EXERCISE DIRECTIONS: Can you render every line of the entries below as a numbered list, skipping any blank lines and leaving the pictures out?

DATA RECORDS:

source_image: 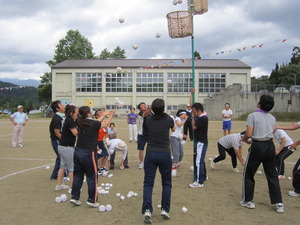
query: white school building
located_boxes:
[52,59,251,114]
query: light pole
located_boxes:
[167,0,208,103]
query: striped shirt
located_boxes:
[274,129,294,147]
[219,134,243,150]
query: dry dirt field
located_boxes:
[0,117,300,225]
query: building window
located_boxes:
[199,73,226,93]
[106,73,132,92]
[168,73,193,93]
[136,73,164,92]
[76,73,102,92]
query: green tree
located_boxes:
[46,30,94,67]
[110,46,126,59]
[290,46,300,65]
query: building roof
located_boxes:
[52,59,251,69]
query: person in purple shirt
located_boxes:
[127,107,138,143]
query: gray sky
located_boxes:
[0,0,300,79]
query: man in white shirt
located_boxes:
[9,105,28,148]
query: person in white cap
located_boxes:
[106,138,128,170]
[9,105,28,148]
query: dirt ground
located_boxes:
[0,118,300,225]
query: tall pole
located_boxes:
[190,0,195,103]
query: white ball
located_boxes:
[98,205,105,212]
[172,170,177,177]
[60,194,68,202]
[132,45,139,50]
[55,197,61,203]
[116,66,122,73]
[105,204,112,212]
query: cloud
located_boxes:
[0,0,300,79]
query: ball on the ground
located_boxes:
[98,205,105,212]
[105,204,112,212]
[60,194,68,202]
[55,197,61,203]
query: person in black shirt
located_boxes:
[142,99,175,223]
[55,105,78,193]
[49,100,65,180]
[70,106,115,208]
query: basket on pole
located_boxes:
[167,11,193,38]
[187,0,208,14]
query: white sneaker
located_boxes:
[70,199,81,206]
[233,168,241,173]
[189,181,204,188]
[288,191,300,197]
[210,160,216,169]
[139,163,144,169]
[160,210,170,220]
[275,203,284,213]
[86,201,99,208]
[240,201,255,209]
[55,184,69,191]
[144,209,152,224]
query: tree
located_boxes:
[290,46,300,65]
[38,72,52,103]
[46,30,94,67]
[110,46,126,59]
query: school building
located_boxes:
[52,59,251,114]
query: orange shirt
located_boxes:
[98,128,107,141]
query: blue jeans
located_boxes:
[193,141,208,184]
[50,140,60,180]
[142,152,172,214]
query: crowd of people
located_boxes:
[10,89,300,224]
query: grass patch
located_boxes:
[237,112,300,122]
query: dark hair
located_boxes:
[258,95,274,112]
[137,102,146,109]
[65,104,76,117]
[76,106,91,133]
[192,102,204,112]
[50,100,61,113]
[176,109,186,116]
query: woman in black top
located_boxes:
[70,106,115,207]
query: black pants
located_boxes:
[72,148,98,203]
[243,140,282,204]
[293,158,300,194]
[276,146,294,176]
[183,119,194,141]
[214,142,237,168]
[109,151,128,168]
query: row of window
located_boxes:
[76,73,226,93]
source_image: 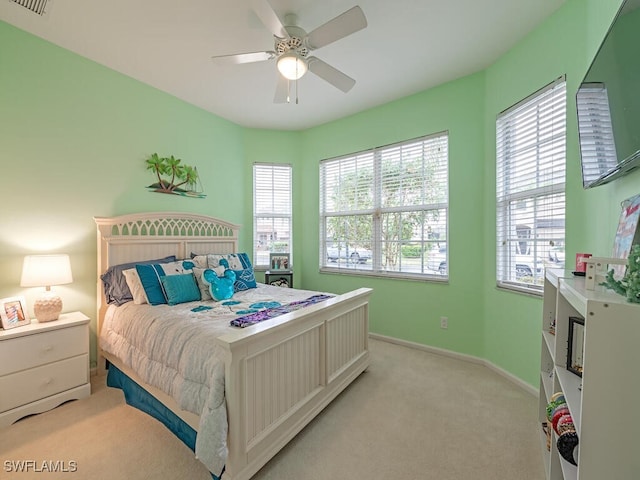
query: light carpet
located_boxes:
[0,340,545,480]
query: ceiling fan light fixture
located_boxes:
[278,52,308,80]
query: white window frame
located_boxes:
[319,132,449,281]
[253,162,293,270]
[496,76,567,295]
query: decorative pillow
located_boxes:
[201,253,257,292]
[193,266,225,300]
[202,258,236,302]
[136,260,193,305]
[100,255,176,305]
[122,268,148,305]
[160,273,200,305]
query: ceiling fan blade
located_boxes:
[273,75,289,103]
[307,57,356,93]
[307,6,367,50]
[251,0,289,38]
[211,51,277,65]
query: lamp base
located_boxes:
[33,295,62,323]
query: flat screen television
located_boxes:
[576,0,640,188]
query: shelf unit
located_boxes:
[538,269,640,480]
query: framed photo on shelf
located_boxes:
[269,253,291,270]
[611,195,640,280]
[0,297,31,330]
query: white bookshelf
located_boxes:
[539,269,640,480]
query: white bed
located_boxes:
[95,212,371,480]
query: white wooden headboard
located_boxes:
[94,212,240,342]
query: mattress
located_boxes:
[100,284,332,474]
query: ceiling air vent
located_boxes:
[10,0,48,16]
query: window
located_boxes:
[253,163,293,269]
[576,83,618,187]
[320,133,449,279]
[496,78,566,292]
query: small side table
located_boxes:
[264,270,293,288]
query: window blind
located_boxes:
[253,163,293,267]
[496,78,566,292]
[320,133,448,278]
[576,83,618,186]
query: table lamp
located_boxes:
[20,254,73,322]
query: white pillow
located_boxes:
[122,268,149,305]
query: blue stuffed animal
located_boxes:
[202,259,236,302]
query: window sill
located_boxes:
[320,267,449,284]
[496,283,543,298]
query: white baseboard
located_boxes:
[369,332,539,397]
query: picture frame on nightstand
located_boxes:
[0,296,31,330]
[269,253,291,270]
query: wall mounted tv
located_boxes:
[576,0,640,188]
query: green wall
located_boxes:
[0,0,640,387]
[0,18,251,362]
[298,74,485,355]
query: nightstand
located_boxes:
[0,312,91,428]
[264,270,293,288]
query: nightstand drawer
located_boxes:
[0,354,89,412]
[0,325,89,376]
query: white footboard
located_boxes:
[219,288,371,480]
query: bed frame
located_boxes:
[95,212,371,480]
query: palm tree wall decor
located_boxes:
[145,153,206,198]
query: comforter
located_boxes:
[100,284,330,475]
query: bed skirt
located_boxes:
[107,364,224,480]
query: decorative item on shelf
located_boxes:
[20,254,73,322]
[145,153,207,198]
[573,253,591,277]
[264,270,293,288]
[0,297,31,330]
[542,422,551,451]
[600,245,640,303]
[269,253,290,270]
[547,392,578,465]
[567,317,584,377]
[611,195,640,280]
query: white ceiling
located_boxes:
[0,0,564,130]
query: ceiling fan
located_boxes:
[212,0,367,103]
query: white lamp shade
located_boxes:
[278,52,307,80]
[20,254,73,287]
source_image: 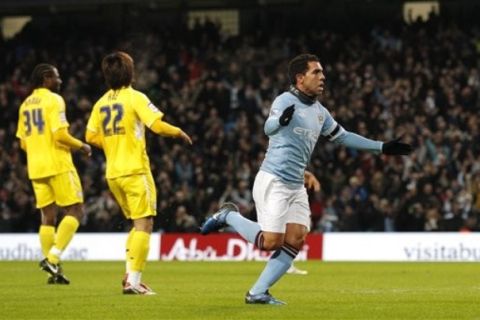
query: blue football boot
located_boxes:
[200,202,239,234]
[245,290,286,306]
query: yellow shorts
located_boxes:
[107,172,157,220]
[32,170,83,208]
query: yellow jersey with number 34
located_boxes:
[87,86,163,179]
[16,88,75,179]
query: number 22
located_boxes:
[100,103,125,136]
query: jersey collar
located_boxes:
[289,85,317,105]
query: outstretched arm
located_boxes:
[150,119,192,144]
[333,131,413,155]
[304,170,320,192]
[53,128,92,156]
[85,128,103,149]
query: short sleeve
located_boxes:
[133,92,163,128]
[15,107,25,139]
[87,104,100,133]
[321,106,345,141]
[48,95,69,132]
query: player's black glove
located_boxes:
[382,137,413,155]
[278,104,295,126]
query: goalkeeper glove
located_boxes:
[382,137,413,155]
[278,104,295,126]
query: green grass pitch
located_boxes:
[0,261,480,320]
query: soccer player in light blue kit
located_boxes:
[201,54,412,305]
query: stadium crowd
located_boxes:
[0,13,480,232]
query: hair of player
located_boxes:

EXERCISE SOLUTION:
1. source_image: 
2. query: white school building
3. located_boxes:
4. [52,59,251,114]
5. query: light pole
6. located_boxes:
7. [167,0,208,103]
8. query: striped shirt
9. located_boxes:
10. [274,129,294,147]
11. [219,134,243,150]
12. query: dry dirt field
13. located_boxes:
14. [0,117,300,225]
15. query: building window
16. located_boxes:
17. [199,73,226,93]
18. [106,73,132,92]
19. [168,73,193,93]
20. [136,73,164,92]
21. [76,73,102,92]
22. query: green tree
23. located_boxes:
24. [46,30,94,67]
25. [110,46,126,59]
26. [290,46,300,65]
27. query: building roof
28. located_boxes:
29. [52,59,251,69]
30. query: person in purple shirt
31. located_boxes:
32. [127,107,138,143]
33. query: gray sky
34. located_boxes:
35. [0,0,300,79]
36. query: man in white shirt
37. located_boxes:
38. [9,105,28,148]
39. query: person in white cap
40. located_boxes:
41. [106,138,128,170]
42. [9,105,28,148]
43. query: dirt ground
44. located_boxes:
45. [0,118,300,225]
46. query: tall pole
47. located_boxes:
48. [190,0,195,103]
49. query: white ball
50. located_boxes:
51. [98,205,105,212]
52. [172,170,177,177]
53. [60,194,68,202]
54. [132,45,139,50]
55. [55,197,61,203]
56. [116,66,122,73]
57. [105,204,112,212]
58. query: cloud
59. located_boxes:
60. [0,0,300,79]
61. query: ball on the ground
62. located_boxes:
63. [98,205,105,212]
64. [105,204,112,212]
65. [60,194,68,202]
66. [55,197,61,203]
67. query: person in black shirt
68. located_boxes:
69. [142,99,175,223]
70. [55,105,78,193]
71. [49,100,65,180]
72. [70,106,115,208]
73. query: basket on pole
74. located_boxes:
75. [167,11,193,38]
76. [187,0,208,14]
77. query: white sneaker
78. located_boxes:
79. [70,199,81,206]
80. [233,168,241,173]
81. [189,181,204,188]
82. [288,191,300,197]
83. [210,160,216,169]
84. [139,163,144,169]
85. [160,210,170,220]
86. [275,203,284,213]
87. [86,201,99,208]
88. [240,201,255,209]
89. [55,184,69,191]
90. [144,209,152,224]
91. query: tree
92. located_boxes:
93. [290,46,300,65]
94. [38,72,52,103]
95. [46,30,94,67]
96. [110,46,126,59]
97. query: school building
98. located_boxes:
99. [52,59,251,114]
100. query: orange shirt
101. located_boxes:
102. [98,128,107,141]
103. query: blue jeans
104. located_boxes:
105. [193,141,208,184]
106. [50,140,60,180]
107. [142,152,172,214]
108. query: crowd of people
109. located_boxes:
110. [10,89,300,224]
111. query: grass patch
112. located_boxes:
113. [237,112,300,122]
114. query: dark hair
115. located_boxes:
116. [258,95,274,112]
117. [137,102,146,109]
118. [65,104,76,117]
119. [76,106,91,133]
120. [192,102,204,112]
121. [50,100,61,113]
122. [176,109,186,116]
123. query: woman in black top
124. located_boxes:
125. [70,106,115,207]
126. query: black pants
127. located_boxes:
128. [72,148,98,203]
129. [243,140,282,204]
130. [293,158,300,194]
131. [276,146,294,176]
132. [183,119,194,141]
133. [214,142,237,168]
134. [109,151,128,168]
135. query: row of window
136. located_boxes:
137. [76,73,226,93]
138. source_image: 
139. query: light carpet
140. located_boxes:
141. [0,340,545,480]
142. query: ceiling fan light fixture
143. located_boxes:
144. [278,52,308,80]
145. query: white window frame
146. located_boxes:
147. [319,132,449,281]
148. [253,162,293,270]
149. [496,76,567,295]
150. query: decorative pillow
151. located_boxes:
152. [201,253,257,292]
153. [193,266,225,300]
154. [202,258,236,302]
155. [136,260,193,305]
156. [100,255,176,305]
157. [122,268,148,305]
158. [160,273,200,305]
159. query: ceiling fan blade
160. located_boxes:
161. [273,75,289,103]
162. [307,57,356,93]
163. [307,6,367,50]
164. [251,0,289,38]
165. [211,51,277,65]
166. query: lamp base
167. located_boxes:
168. [33,295,62,323]
169. query: flat screen television
170. located_boxes:
171. [576,0,640,188]
172. query: shelf unit
173. located_boxes:
174. [538,269,640,480]
175. query: framed photo on shelf
176. located_boxes:
177. [269,253,291,270]
178. [611,195,640,280]
179. [0,297,31,330]
180. query: white bookshelf
181. located_boxes:
182. [539,269,640,480]
183. query: white bed
184. located_boxes:
185. [95,212,371,480]
186. query: white wooden headboard
187. located_boxes:
188. [94,212,240,342]
189. query: mattress
190. located_boxes:
191. [100,284,332,474]
192. query: ceiling air vent
193. located_boxes:
194. [10,0,48,16]
195. query: window
196. located_boxes:
197. [253,163,293,269]
198. [576,83,618,187]
199. [320,133,449,279]
200. [496,78,566,292]
201. query: small side table
202. located_boxes:
203. [264,270,293,288]
204. query: window blind
205. located_boxes:
206. [253,163,293,267]
207. [496,78,566,292]
208. [320,133,448,278]
209. [576,83,618,186]
210. query: table lamp
211. located_boxes:
212. [20,254,73,322]
213. query: white pillow
214. located_boxes:
215. [122,268,149,305]
216. query: blue stuffed animal
217. located_boxes:
218. [202,259,236,302]
219. query: window sill
220. located_boxes:
221. [320,267,449,284]
222. [496,283,543,298]
223. query: white baseboard
224. located_boxes:
225. [369,332,539,397]
226. query: picture frame on nightstand
227. located_boxes:
228. [0,296,31,330]
229. [269,253,291,270]
230. query: wall mounted tv
231. located_boxes:
232. [576,0,640,188]
233. query: green wall
234. located_boxes:
235. [0,0,640,387]
236. [0,18,251,362]
237. [298,74,485,355]
238. query: nightstand
239. located_boxes:
240. [0,312,91,428]
241. [264,270,293,288]
242. query: nightstand drawer
243. located_boxes:
244. [0,354,89,412]
245. [0,325,89,376]
246. query: white footboard
247. located_boxes:
248. [219,288,371,480]
249. query: bed frame
250. located_boxes:
251. [95,212,371,480]
252. query: palm tree wall decor
253. located_boxes:
254. [145,153,206,198]
255. query: comforter
256. located_boxes:
257. [100,284,330,475]
258. query: bed skirt
259. located_boxes:
260. [107,364,224,480]
261. query: decorative item on shelf
262. located_boxes:
263. [20,254,73,322]
264. [145,153,207,198]
265. [573,253,591,277]
266. [264,270,293,288]
267. [0,297,31,330]
268. [542,422,551,451]
269. [600,245,640,303]
270. [269,253,290,270]
271. [547,392,578,465]
272. [567,317,584,377]
273. [611,195,640,280]
274. query: white ceiling
275. located_boxes:
276. [0,0,564,130]
277. query: ceiling fan
278. located_boxes:
279. [212,0,367,103]
280. query: white lamp shade
281. located_boxes:
282. [278,52,307,80]
283. [20,254,73,287]
284. source_image: 
285. query: blue football boot
286. located_boxes:
287. [200,202,239,234]
288. [245,290,286,306]
289. query: yellow shorts
290. located_boxes:
291. [107,172,157,220]
292. [32,170,83,208]
293. query: yellow jersey with number 34
294. located_boxes:
295. [87,86,163,179]
296. [16,88,75,179]
297. query: number 22
298. located_boxes:
299. [100,103,125,136]
300. query: jersey collar
301. located_boxes:
302. [289,85,317,105]
303. query: outstretched arm
304. located_boxes:
305. [150,119,192,144]
306. [333,131,413,155]
307. [304,170,320,192]
308. [53,128,92,156]
309. [85,128,103,149]
310. query: short sleeve
311. located_boxes:
312. [133,92,163,128]
313. [15,107,25,139]
314. [87,104,100,133]
315. [321,106,345,141]
316. [48,95,69,132]
317. query: player's black glove
318. located_boxes:
319. [382,137,413,155]
320. [278,104,295,126]
321. query: goalkeeper glove
322. located_boxes:
323. [382,137,413,155]
324. [278,104,295,126]
325. query: green grass pitch
326. located_boxes:
327. [0,261,480,320]
328. query: soccer player in light blue kit
329. located_boxes:
330. [201,54,412,305]
331. query: stadium crowd
332. located_boxes:
333. [0,13,480,232]
334. query: hair of player
335. located_boxes:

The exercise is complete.